▶ _YOUR OBJECTIVE_
Edit the records starting at the line with "form (485, 80)." and running through the end, changing "bark ridge" to "bark rim" and leaving everything else untouched. Return only those lines.

▶ _SOURCE DATA_

━━━━━━━━━━━━━━━━━━━━━━━━━━━━━━

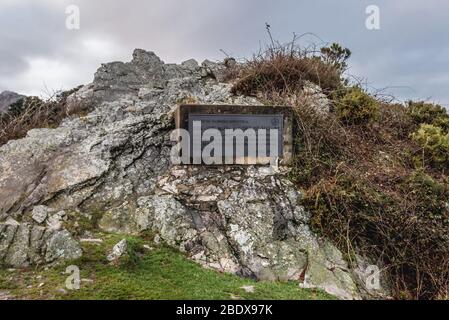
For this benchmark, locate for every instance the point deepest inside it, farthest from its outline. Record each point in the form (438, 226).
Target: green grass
(159, 274)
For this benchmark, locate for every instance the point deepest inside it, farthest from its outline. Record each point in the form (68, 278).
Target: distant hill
(7, 98)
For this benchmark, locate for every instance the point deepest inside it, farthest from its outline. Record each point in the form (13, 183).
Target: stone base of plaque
(243, 117)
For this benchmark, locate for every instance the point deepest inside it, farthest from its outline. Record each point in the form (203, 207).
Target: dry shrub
(286, 69)
(32, 112)
(360, 181)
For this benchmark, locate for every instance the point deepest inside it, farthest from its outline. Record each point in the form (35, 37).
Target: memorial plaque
(243, 134)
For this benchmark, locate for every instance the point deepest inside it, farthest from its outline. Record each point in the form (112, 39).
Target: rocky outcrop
(7, 98)
(115, 160)
(244, 220)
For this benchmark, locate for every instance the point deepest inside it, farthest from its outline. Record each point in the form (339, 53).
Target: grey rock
(25, 244)
(243, 220)
(60, 245)
(40, 213)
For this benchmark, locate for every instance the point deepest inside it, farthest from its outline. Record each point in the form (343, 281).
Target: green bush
(355, 106)
(435, 144)
(428, 113)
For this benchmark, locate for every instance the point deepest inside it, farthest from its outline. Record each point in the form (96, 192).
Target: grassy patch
(161, 273)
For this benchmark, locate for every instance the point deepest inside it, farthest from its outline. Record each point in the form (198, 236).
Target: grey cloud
(410, 50)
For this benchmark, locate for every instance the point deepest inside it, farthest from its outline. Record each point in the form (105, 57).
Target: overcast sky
(409, 54)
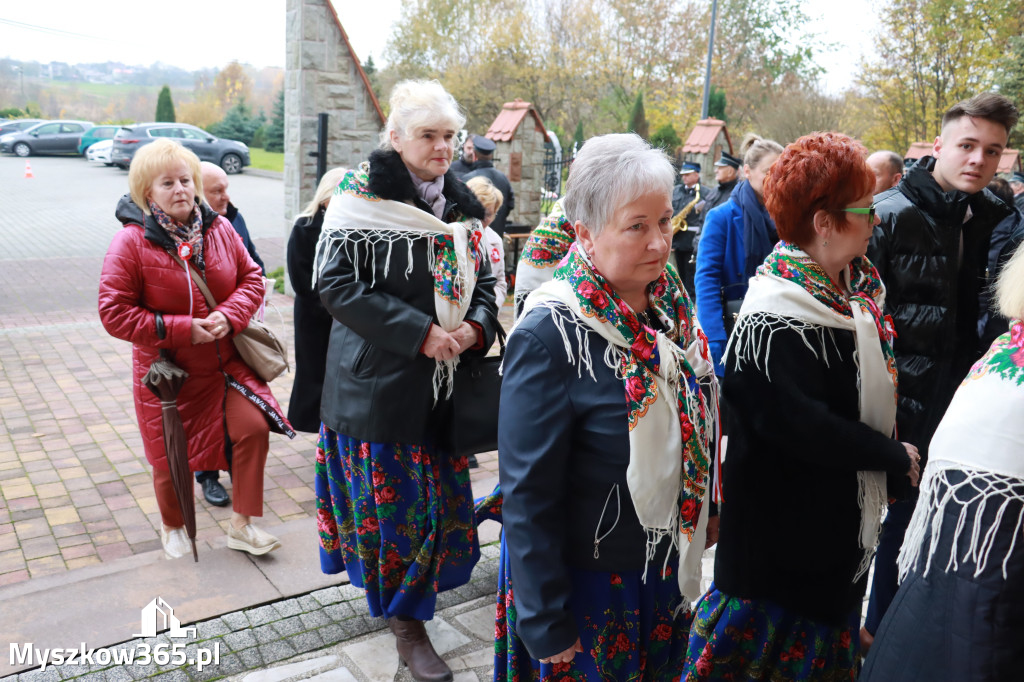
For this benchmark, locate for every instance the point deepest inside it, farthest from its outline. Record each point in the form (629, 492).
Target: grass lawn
(266, 160)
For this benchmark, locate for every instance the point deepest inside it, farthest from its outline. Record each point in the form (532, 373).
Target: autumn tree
(165, 108)
(931, 54)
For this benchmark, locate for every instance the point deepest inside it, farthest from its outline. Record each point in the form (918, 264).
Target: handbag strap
(210, 300)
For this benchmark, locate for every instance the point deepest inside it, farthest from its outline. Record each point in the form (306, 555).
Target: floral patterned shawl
(982, 436)
(356, 219)
(547, 245)
(671, 421)
(792, 291)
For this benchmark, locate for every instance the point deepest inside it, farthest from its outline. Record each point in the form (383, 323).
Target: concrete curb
(255, 638)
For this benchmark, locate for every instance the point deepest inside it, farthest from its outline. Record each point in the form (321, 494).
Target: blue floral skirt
(398, 518)
(744, 639)
(629, 629)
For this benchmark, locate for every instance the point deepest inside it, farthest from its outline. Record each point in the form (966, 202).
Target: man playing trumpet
(687, 204)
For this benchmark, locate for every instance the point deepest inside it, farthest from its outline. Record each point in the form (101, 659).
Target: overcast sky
(195, 34)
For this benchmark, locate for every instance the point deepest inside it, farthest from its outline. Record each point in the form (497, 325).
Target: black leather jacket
(932, 289)
(379, 387)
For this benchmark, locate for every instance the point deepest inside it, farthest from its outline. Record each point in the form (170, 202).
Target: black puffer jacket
(378, 386)
(933, 264)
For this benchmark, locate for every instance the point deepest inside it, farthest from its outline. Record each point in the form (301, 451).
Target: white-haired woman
(605, 438)
(312, 322)
(960, 610)
(410, 289)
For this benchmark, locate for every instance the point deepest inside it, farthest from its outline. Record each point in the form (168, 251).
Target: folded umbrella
(165, 380)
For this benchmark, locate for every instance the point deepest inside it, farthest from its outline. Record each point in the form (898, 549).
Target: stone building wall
(322, 75)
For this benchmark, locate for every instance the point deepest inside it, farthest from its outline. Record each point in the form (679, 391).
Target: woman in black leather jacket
(604, 435)
(410, 291)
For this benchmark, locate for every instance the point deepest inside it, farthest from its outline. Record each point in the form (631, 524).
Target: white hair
(419, 104)
(610, 171)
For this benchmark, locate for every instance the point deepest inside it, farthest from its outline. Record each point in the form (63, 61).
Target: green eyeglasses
(869, 212)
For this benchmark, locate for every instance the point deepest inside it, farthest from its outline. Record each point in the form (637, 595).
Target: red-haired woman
(811, 388)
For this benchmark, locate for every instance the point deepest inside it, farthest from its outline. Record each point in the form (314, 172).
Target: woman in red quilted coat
(146, 297)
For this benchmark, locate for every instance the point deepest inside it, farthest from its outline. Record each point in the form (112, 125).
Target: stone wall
(527, 147)
(322, 76)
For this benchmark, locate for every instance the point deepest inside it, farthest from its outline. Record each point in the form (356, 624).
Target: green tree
(638, 120)
(165, 108)
(931, 54)
(275, 129)
(667, 138)
(239, 124)
(1010, 78)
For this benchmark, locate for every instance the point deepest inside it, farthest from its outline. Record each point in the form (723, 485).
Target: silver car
(228, 154)
(46, 137)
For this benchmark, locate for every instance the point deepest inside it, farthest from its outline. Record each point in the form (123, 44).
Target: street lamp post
(711, 50)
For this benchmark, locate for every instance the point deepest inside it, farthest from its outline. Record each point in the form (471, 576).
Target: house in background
(705, 145)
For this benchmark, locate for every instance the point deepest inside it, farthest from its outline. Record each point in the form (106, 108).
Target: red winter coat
(139, 279)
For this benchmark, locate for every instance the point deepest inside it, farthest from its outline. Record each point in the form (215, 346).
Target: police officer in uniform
(484, 167)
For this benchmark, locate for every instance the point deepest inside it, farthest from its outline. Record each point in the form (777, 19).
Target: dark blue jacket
(564, 448)
(240, 226)
(720, 263)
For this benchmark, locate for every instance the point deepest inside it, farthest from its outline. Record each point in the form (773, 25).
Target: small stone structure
(323, 75)
(519, 135)
(705, 145)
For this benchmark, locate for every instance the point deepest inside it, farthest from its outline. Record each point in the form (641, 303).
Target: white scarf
(356, 219)
(772, 301)
(982, 436)
(655, 443)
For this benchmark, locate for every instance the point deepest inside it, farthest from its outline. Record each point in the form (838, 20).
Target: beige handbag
(259, 347)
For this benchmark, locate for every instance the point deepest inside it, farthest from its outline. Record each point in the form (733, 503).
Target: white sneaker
(252, 540)
(176, 543)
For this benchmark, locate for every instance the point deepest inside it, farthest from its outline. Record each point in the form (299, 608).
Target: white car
(100, 152)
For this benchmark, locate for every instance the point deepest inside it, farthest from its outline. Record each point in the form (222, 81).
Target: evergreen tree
(165, 108)
(275, 130)
(638, 120)
(716, 103)
(578, 137)
(239, 124)
(667, 138)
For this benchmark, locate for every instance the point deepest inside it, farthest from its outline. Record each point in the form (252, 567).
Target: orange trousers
(250, 434)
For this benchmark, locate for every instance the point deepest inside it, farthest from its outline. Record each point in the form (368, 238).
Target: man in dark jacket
(468, 161)
(727, 174)
(1017, 184)
(687, 201)
(215, 192)
(931, 249)
(484, 167)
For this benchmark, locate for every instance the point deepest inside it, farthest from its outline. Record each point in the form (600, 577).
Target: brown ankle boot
(416, 651)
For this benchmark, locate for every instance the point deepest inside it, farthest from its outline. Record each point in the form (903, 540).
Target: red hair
(823, 171)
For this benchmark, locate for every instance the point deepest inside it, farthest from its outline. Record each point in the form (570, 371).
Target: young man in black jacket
(931, 250)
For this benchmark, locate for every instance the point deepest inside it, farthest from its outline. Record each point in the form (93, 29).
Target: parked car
(16, 125)
(94, 135)
(228, 154)
(100, 152)
(46, 137)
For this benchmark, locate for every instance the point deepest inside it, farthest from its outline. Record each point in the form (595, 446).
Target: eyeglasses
(869, 212)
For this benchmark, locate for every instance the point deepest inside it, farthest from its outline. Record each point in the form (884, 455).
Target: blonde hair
(419, 104)
(325, 190)
(1010, 287)
(153, 160)
(755, 147)
(485, 190)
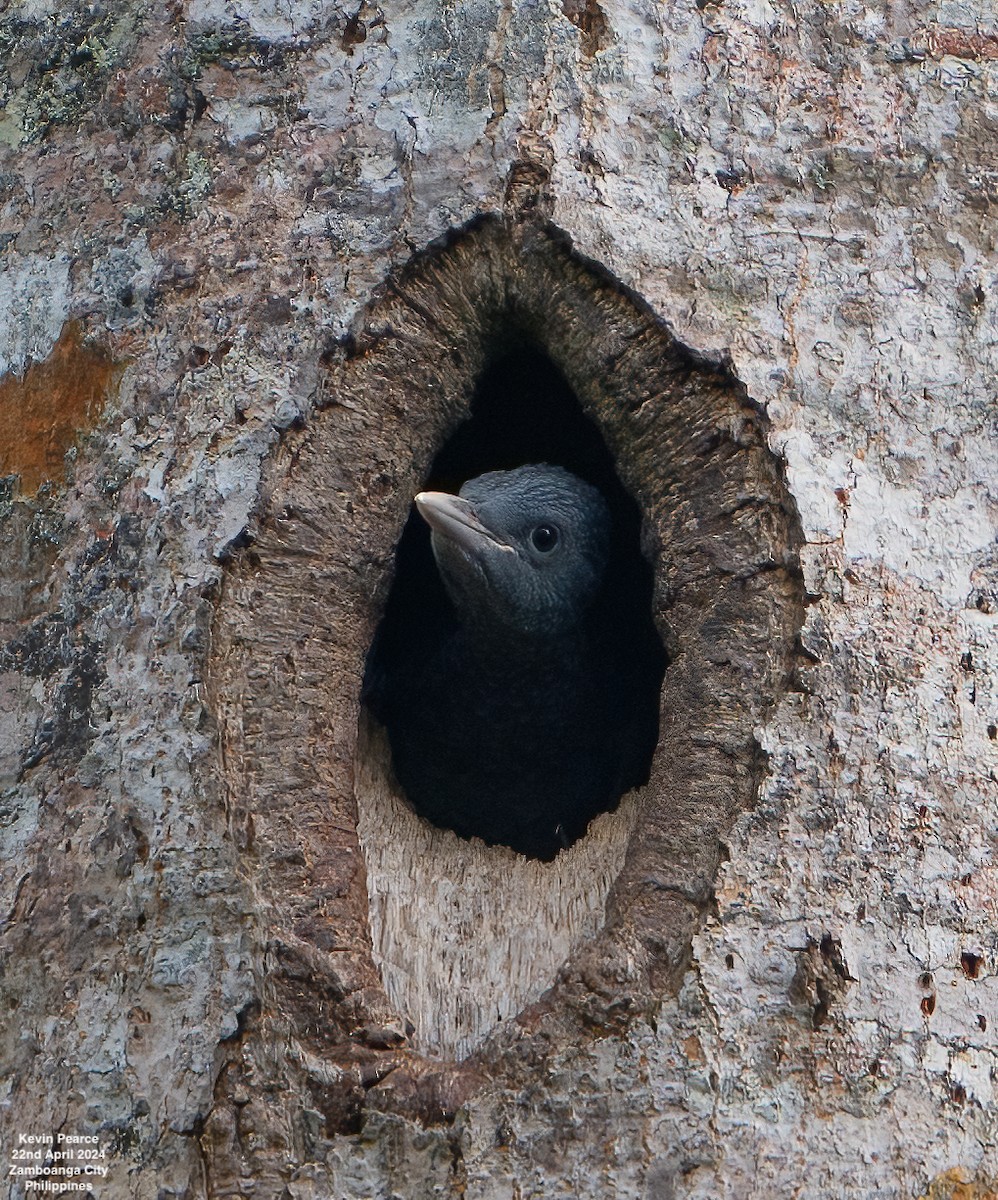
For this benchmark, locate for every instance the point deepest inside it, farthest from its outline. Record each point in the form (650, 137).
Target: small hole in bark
(971, 964)
(521, 748)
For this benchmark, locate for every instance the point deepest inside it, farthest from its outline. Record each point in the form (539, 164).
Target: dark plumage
(523, 708)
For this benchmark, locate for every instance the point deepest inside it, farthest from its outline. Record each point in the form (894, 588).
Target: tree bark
(256, 261)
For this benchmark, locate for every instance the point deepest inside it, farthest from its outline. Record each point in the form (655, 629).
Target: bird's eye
(545, 539)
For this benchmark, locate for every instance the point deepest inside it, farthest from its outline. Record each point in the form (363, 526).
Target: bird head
(521, 550)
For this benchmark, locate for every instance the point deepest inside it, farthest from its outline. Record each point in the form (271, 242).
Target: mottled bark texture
(254, 259)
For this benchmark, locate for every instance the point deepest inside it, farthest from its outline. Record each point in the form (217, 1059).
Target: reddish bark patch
(42, 414)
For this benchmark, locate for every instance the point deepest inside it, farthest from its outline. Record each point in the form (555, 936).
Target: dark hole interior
(524, 412)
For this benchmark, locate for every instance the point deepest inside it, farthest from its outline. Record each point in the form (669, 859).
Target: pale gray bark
(215, 192)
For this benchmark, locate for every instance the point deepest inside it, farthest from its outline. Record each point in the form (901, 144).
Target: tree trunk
(263, 265)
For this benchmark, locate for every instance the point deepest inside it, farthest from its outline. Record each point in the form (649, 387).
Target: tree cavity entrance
(466, 933)
(388, 939)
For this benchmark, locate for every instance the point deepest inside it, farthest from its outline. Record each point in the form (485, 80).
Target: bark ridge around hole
(301, 604)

━━━━━━━━━━━━━━━━━━━━━━━━━━━━━━

▶ _ANSWER TO THE TASK_
For this benchmark, locate for every instance the point deepest inside it, farthest from its outline. Record each point in the form (485, 80).
Target: bark rim around hole
(301, 604)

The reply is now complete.